■ **STATED EXERCISE A**
In the thread on the Java Async Client, what limit do the SYN_RECV sockets reach when the server goes into the faulty state?

* start ARTICLE *

Java Async Client sending Syn within 3 seconds

We are using Java Async Client 4.4.1. We are running on Azure VMs We have set timeoutDelay to 10sec and I think the connection_timeout_millis is 30 Sec(30000 milliseconds) by default which we haven’t changed.

We have set totalTimeout of 10ms. Client Policy timeout is also set to 10 Seconds.

Now the problem is that the Server goes into a weird state where the SYN_RECV sockets reach the limit of 512 and the N/W on the server chokes. I know this happens when there are too many RST requests which is what we see in the client TCPDUMP attached below. The client sends SYNs and eventually if server responds with SYN,ACK the client sends RST packet.

What I want to understand that why is the client not waiting for [SYN,ACK] for 30 seconds before re-firing SYNs which is firing every <3 seconds.

The client waits 10ms for the connection to complete because your totalTimeout (10ms) overrides socketTimeout (30sec) when totalTimeout is less than socketTimeout. timeoutDelay (10sec) should help to recover these connections on timeout, but is apparently not effective enough. Note that connection recovery will not work if the sever node is down.

* end ARTICLE *

■ **STATED EXERCISE B**
Give the entries below from the line with "Locate the illuminated" up to and including the line with "[174, 189, 219, 198]" as a two-column CSV with the columns entry_text and answer. Use one row per entry, put each value in a single quoted field, and replace line breaks with spaces.

* start DATA SHOWN *

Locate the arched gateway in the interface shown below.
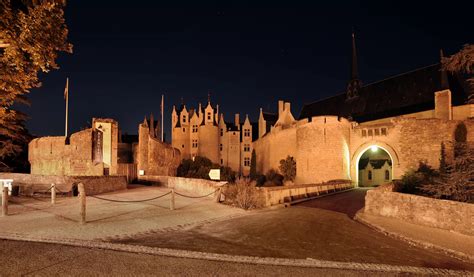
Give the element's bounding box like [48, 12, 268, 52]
[351, 141, 400, 186]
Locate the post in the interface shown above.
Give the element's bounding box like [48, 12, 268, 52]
[2, 185, 8, 216]
[170, 188, 174, 211]
[51, 183, 56, 204]
[77, 183, 86, 224]
[216, 188, 222, 203]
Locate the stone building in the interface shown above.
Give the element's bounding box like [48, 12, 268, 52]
[171, 98, 257, 176]
[253, 33, 474, 185]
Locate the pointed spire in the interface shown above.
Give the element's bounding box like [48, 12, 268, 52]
[351, 28, 359, 80]
[439, 49, 449, 89]
[346, 28, 361, 100]
[150, 113, 155, 138]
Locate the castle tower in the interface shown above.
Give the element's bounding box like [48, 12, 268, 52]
[346, 30, 362, 100]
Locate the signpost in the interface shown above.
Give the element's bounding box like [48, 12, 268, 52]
[209, 169, 221, 180]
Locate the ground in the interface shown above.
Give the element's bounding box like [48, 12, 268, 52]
[0, 184, 474, 276]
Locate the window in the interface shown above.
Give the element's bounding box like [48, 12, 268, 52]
[244, 129, 250, 137]
[244, 157, 250, 166]
[244, 144, 250, 152]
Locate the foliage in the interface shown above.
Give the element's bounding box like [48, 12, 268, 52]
[224, 178, 262, 210]
[177, 156, 235, 182]
[279, 156, 296, 181]
[265, 169, 284, 186]
[422, 142, 474, 202]
[441, 44, 474, 103]
[249, 149, 257, 180]
[0, 0, 72, 162]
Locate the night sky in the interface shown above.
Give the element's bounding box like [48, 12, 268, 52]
[24, 0, 474, 140]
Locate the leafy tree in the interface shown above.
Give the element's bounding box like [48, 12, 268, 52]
[0, 0, 72, 163]
[441, 44, 474, 103]
[279, 156, 296, 181]
[250, 149, 257, 180]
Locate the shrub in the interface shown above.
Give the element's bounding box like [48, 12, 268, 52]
[279, 156, 296, 181]
[265, 169, 284, 186]
[224, 178, 262, 210]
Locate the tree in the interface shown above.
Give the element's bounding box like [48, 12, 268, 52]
[279, 156, 296, 181]
[0, 0, 72, 163]
[441, 44, 474, 104]
[250, 149, 257, 180]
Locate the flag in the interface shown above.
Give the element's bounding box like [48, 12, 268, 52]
[64, 77, 69, 99]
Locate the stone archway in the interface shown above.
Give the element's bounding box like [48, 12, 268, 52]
[351, 141, 401, 187]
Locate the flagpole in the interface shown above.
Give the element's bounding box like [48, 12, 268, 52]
[161, 94, 165, 142]
[64, 77, 69, 138]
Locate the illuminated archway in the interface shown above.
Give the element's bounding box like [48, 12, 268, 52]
[351, 141, 400, 186]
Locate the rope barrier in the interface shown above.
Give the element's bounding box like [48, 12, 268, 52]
[90, 191, 171, 203]
[174, 189, 219, 198]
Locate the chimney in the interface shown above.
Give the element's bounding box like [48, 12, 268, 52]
[234, 113, 240, 128]
[278, 100, 285, 115]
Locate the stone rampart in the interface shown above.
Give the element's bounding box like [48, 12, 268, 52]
[138, 176, 227, 197]
[364, 185, 474, 236]
[258, 182, 353, 207]
[0, 173, 127, 196]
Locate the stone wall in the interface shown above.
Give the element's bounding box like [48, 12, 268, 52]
[139, 176, 227, 197]
[364, 185, 474, 236]
[0, 173, 127, 195]
[136, 124, 181, 176]
[257, 182, 353, 207]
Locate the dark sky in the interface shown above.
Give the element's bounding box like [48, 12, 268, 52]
[26, 0, 474, 140]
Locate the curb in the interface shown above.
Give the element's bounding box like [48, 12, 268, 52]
[0, 235, 474, 276]
[354, 209, 474, 263]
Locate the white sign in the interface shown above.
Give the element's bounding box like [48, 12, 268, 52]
[0, 179, 13, 195]
[209, 169, 221, 180]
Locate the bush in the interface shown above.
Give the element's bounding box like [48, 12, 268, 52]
[265, 169, 284, 186]
[255, 174, 267, 187]
[279, 156, 296, 181]
[224, 178, 262, 210]
[176, 156, 235, 182]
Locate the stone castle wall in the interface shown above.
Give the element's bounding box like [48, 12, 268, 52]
[364, 183, 474, 236]
[137, 124, 181, 176]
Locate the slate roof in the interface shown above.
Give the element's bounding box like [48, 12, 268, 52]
[299, 63, 471, 122]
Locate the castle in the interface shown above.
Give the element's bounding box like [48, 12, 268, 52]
[168, 35, 474, 185]
[171, 96, 255, 176]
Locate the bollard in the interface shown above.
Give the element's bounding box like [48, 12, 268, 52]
[77, 183, 86, 224]
[216, 188, 222, 203]
[51, 184, 56, 204]
[2, 187, 8, 216]
[170, 188, 174, 211]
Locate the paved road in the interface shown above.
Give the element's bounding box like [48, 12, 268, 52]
[118, 189, 474, 271]
[0, 240, 395, 276]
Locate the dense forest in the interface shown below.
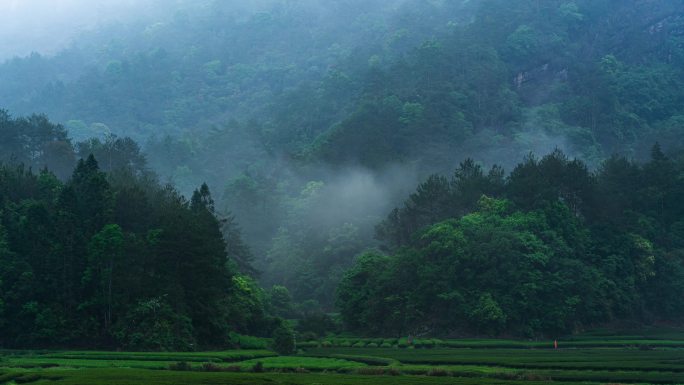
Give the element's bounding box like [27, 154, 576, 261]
[0, 0, 684, 349]
[338, 145, 684, 337]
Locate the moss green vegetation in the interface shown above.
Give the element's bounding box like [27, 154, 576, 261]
[0, 331, 684, 385]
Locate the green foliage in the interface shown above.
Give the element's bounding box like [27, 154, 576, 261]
[338, 145, 684, 334]
[273, 323, 295, 355]
[0, 141, 273, 350]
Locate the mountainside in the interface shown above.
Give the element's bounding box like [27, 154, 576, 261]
[0, 0, 684, 334]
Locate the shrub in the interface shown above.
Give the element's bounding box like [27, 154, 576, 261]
[202, 362, 221, 372]
[169, 361, 192, 372]
[427, 368, 449, 377]
[273, 324, 295, 355]
[252, 361, 264, 373]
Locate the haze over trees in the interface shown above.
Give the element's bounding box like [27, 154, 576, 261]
[0, 0, 684, 349]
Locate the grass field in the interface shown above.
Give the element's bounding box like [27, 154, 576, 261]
[0, 331, 684, 385]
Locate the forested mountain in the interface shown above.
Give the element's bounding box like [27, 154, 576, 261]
[0, 0, 684, 341]
[338, 145, 684, 337]
[0, 112, 278, 350]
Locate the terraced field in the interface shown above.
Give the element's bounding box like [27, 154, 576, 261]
[0, 333, 684, 385]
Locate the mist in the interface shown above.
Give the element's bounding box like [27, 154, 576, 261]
[0, 0, 684, 318]
[0, 0, 160, 61]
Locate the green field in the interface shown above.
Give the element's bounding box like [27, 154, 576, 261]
[0, 332, 684, 385]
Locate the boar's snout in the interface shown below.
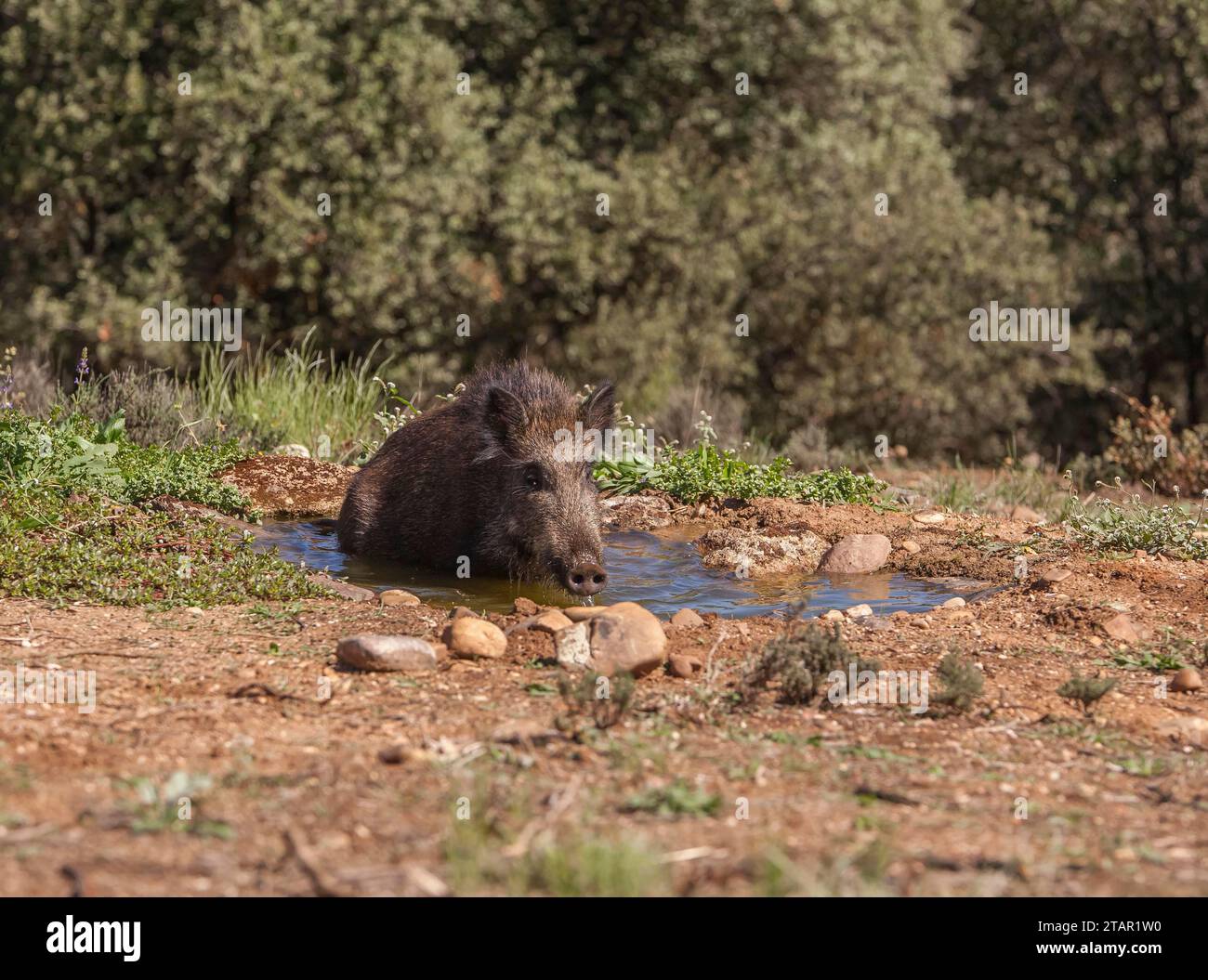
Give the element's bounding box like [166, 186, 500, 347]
[562, 561, 608, 595]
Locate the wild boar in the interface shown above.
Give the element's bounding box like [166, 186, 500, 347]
[337, 362, 613, 596]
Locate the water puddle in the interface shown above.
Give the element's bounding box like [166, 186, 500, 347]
[256, 521, 985, 617]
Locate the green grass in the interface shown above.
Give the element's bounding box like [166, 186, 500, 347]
[621, 779, 721, 817]
[0, 411, 325, 608]
[0, 411, 254, 516]
[194, 331, 387, 463]
[0, 487, 326, 608]
[595, 443, 885, 503]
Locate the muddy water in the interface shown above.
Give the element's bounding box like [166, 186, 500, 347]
[256, 521, 982, 617]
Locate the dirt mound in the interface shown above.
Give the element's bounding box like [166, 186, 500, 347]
[217, 456, 357, 520]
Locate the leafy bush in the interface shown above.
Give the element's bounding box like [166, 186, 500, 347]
[1103, 399, 1208, 496]
[0, 411, 249, 513]
[738, 625, 881, 705]
[931, 650, 986, 711]
[0, 485, 326, 608]
[1066, 495, 1208, 560]
[596, 443, 885, 503]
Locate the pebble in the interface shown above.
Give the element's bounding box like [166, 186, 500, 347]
[307, 572, 377, 602]
[669, 653, 704, 677]
[672, 609, 704, 626]
[1102, 613, 1143, 644]
[335, 634, 436, 671]
[378, 589, 420, 606]
[529, 609, 571, 634]
[553, 622, 592, 669]
[591, 602, 667, 677]
[442, 616, 507, 660]
[1171, 667, 1204, 691]
[818, 535, 893, 574]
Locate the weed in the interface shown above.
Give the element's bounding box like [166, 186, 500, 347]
[738, 625, 881, 705]
[931, 650, 986, 712]
[621, 779, 721, 817]
[555, 671, 635, 729]
[1057, 673, 1116, 714]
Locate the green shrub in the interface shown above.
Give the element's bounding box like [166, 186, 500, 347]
[1064, 492, 1208, 560]
[0, 411, 249, 513]
[738, 625, 881, 705]
[930, 650, 986, 711]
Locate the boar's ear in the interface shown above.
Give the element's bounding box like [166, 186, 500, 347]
[487, 387, 528, 442]
[579, 382, 615, 432]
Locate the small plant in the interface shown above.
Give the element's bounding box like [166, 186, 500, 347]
[738, 625, 881, 705]
[557, 671, 635, 729]
[931, 650, 986, 712]
[1057, 673, 1116, 714]
[621, 779, 721, 817]
[1066, 480, 1208, 561]
[1103, 396, 1208, 496]
[118, 771, 233, 840]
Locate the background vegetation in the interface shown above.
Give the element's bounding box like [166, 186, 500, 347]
[0, 0, 1208, 463]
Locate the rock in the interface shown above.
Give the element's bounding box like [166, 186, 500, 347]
[378, 589, 420, 606]
[818, 535, 893, 574]
[335, 634, 436, 671]
[378, 743, 411, 765]
[217, 456, 353, 520]
[1099, 613, 1145, 644]
[672, 609, 704, 626]
[1156, 715, 1208, 749]
[589, 602, 667, 677]
[695, 528, 826, 578]
[1171, 667, 1204, 691]
[442, 616, 507, 660]
[553, 622, 592, 670]
[668, 653, 704, 677]
[603, 493, 672, 531]
[529, 609, 571, 634]
[1035, 568, 1074, 589]
[307, 572, 377, 602]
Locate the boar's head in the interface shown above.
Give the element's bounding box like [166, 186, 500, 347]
[482, 384, 613, 596]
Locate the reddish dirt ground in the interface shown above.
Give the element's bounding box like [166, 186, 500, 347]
[0, 502, 1208, 895]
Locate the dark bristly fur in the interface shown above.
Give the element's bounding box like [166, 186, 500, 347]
[338, 362, 613, 594]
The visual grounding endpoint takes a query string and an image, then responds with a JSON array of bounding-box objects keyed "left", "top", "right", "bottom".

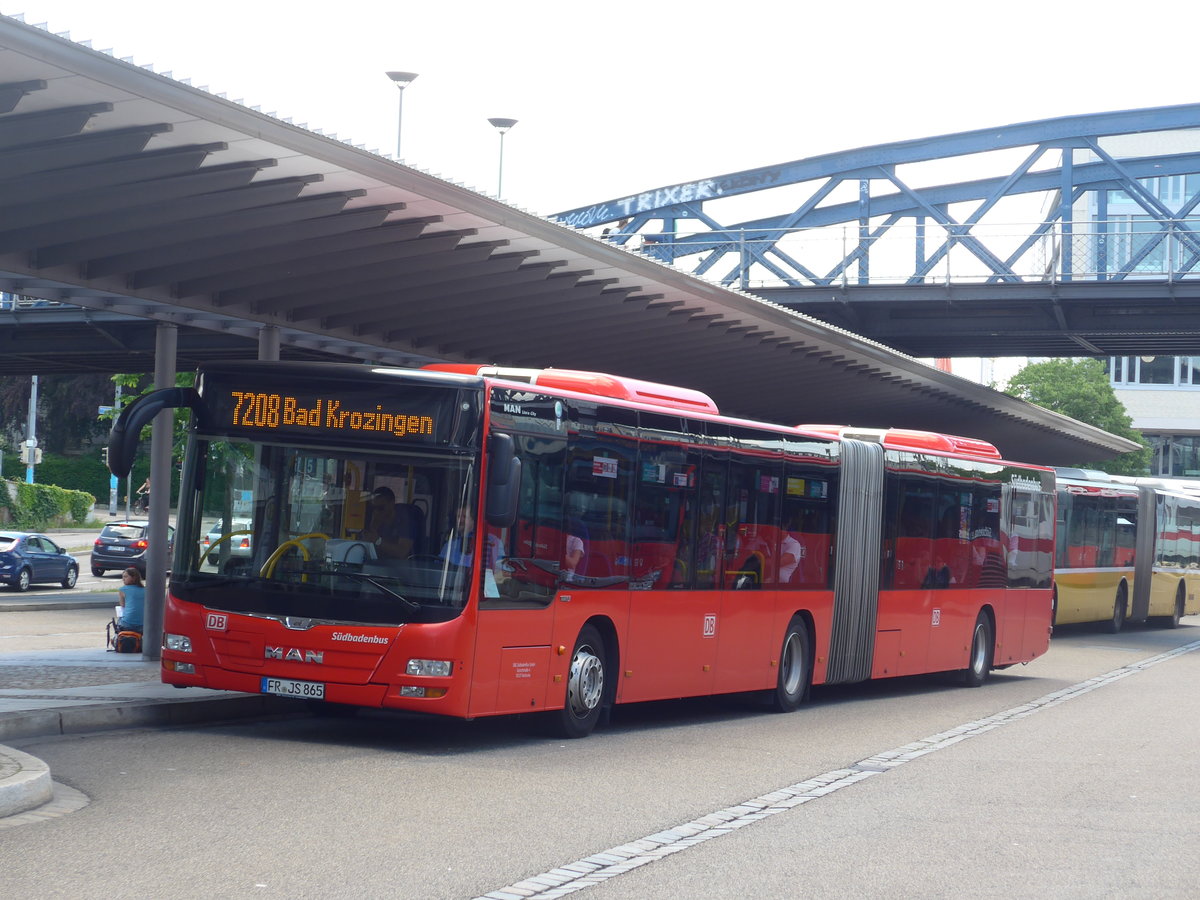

* end DATA SHOWN *

■ **REPLY A**
512

■ **REPLY B**
entry_text,answer
"Locate the illuminated archway in the interface shown above. Give the element's bounding box like [48, 12, 268, 52]","[351, 141, 400, 186]"
"Locate the rope barrier in the interface shown above. Give the element's bounding box like [48, 12, 268, 52]","[90, 191, 171, 203] [174, 189, 219, 198]"